PROVIDED PASSAGE:
☆ ☆ ☆ ☆ ☆
In some embodiments, the vapor compression system 72 may use one or more of a variable speed drive (VSDs) 92, a motor 94, the compressor 74, the condenser 76, the expansion valve or device 78, and/or the evaporator 80. The motor 94 may drive the compressor 74 and may be powered by the variable speed drive (VSD) 92. The VSD 92 receives alternating current (AC) power having a particular fixed line voltage and fixed line frequency from an AC power source, and provides power having a variable voltage and frequency to the motor 94. In other embodiments, the motor 94 may be powered directly from an AC or direct current (DC) power source. The motor 94 may include any type of electric motor that can be powered by a VSD or directly from an AC or DC power source, such as a switched reluctance motor, an induction motor, an electronically commutated permanent magnet motor, or another suitable motor.
The compressor 74 compresses a refrigerant vapor and delivers the vapor to the condenser 76 through a discharge passage. In some embodiments, the compressor 74 may be a centrifugal compressor. The refrigerant vapor delivered by the compressor 74 to the condenser 76 may transfer heat to a fluid passing across the condenser 76, such as ambient or environmental air 96. The refrigerant vapor may condense to a refrigerant liquid in the condenser 76 as a result of thermal heat transfer with the environmental air 96. The liquid refrigerant from the condenser 76 may flow through the expansion device 78 to the evaporator 80.
☆ ☆ ☆ ☆ ☆
DATASET ENTRIES:
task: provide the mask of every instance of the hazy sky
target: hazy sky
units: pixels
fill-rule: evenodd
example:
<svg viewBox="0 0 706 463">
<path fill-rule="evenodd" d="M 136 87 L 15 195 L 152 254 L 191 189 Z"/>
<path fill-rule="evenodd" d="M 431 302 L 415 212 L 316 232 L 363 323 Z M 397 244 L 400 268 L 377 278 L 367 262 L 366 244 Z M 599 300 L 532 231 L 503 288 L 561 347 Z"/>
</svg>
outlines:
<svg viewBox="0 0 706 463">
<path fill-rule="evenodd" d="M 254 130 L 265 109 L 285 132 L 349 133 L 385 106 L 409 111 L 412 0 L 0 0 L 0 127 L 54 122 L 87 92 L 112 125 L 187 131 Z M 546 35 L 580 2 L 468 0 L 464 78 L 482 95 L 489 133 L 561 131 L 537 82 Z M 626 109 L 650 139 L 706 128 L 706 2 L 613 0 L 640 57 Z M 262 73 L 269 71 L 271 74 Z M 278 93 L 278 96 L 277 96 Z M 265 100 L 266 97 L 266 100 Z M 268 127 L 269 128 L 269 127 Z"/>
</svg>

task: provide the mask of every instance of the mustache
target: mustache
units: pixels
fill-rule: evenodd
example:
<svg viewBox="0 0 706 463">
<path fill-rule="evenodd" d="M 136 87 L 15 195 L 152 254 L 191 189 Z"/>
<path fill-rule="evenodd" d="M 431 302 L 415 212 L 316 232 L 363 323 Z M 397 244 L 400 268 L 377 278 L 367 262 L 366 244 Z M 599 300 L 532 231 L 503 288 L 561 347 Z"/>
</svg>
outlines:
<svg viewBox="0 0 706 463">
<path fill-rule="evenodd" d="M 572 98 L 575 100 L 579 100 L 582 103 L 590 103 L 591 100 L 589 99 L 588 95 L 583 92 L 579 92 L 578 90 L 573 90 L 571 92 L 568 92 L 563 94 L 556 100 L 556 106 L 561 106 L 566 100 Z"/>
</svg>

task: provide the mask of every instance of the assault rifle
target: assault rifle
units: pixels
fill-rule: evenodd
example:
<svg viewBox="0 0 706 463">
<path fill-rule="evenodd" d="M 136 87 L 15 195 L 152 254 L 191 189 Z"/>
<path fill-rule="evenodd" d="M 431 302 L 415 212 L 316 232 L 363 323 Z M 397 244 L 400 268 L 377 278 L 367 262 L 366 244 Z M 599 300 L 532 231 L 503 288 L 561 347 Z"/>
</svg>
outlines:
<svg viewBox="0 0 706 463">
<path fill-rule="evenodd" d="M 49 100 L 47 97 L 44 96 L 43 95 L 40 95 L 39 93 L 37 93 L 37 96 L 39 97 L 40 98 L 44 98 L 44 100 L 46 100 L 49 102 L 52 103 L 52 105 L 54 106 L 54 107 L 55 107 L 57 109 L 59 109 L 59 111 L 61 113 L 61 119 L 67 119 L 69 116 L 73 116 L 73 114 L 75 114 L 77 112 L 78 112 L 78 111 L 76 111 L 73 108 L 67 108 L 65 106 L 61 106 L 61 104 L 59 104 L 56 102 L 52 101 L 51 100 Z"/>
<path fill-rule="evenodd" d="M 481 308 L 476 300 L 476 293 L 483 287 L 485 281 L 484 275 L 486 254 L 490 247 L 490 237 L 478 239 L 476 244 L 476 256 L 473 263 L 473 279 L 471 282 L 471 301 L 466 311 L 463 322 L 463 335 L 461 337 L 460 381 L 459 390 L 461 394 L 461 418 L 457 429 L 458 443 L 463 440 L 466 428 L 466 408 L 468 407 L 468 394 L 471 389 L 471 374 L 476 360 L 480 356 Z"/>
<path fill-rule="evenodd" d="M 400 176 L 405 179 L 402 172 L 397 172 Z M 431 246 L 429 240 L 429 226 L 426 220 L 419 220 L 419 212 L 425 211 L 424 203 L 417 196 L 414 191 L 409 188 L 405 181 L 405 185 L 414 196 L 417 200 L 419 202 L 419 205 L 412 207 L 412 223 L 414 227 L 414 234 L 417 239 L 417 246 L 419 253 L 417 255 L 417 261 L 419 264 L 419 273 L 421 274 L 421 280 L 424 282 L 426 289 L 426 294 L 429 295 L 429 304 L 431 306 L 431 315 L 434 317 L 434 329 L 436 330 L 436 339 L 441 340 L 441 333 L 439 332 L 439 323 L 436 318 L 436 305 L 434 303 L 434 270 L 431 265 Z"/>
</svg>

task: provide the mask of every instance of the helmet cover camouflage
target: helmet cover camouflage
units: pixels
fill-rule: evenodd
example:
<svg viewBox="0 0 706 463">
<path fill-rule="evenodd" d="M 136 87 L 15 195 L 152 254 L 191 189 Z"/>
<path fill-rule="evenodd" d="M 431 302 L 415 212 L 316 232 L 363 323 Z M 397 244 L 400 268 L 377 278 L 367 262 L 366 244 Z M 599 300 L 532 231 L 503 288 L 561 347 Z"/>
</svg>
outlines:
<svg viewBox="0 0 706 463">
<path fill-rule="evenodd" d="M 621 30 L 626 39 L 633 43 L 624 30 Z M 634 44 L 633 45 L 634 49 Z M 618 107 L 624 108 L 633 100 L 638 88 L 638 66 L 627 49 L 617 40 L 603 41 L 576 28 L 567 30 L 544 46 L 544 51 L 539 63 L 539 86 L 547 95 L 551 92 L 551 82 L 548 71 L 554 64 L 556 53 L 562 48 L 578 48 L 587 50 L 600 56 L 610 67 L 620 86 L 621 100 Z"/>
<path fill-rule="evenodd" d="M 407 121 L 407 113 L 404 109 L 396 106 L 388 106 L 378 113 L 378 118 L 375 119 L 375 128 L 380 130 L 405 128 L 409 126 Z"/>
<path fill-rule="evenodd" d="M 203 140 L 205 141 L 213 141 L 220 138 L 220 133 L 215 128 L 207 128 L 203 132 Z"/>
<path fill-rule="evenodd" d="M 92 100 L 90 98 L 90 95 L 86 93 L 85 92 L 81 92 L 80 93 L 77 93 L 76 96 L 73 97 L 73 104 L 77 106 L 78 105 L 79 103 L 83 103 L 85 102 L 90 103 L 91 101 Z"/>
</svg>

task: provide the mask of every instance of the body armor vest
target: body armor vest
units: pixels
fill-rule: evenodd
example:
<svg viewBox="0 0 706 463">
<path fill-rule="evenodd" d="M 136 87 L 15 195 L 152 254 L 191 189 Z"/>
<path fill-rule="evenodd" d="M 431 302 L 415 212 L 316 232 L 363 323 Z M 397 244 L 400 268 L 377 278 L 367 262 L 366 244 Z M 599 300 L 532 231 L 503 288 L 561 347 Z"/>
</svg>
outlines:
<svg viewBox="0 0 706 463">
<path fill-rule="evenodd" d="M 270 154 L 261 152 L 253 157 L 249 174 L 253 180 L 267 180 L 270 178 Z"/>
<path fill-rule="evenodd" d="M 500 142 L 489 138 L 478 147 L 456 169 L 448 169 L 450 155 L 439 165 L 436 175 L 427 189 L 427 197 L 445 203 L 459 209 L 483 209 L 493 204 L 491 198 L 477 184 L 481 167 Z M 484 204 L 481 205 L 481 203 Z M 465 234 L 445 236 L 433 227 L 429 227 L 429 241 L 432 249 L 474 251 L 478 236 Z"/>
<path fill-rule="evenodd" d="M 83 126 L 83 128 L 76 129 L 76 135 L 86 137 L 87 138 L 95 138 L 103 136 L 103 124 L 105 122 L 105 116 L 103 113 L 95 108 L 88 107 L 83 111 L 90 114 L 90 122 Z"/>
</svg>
☆ ☆ ☆ ☆ ☆
WHAT YOU SHOULD DO: Reproduce the passage on the vapor compression system word for word.

THE RESULT:
In some embodiments, the vapor compression system 72 may use one or more of a variable speed drive (VSDs) 92, a motor 94, the compressor 74, the condenser 76, the expansion valve or device 78, and/or the evaporator 80. The motor 94 may drive the compressor 74 and may be powered by the variable speed drive (VSD) 92. The VSD 92 receives alternating current (AC) power having a particular fixed line voltage and fixed line frequency from an AC power source, and provides power having a variable voltage and frequency to the motor 94. In other embodiments, the motor 94 may be powered directly from an AC or direct current (DC) power source. The motor 94 may include any type of electric motor that can be powered by a VSD or directly from an AC or DC power source, such as a switched reluctance motor, an induction motor, an electronically commutated permanent magnet motor, or another suitable motor.
The compressor 74 compresses a refrigerant vapor and delivers the vapor to the condenser 76 through a discharge passage. In some embodiments, the compressor 74 may be a centrifugal compressor. The refrigerant vapor delivered by the compressor 74 to the condenser 76 may transfer heat to a fluid passing across the condenser 76, such as ambient or environmental air 96. The refrigerant vapor may condense to a refrigerant liquid in the condenser 76 as a result of thermal heat transfer with the environmental air 96. The liquid refrigerant from the condenser 76 may flow through the expansion device 78 to the evaporator 80.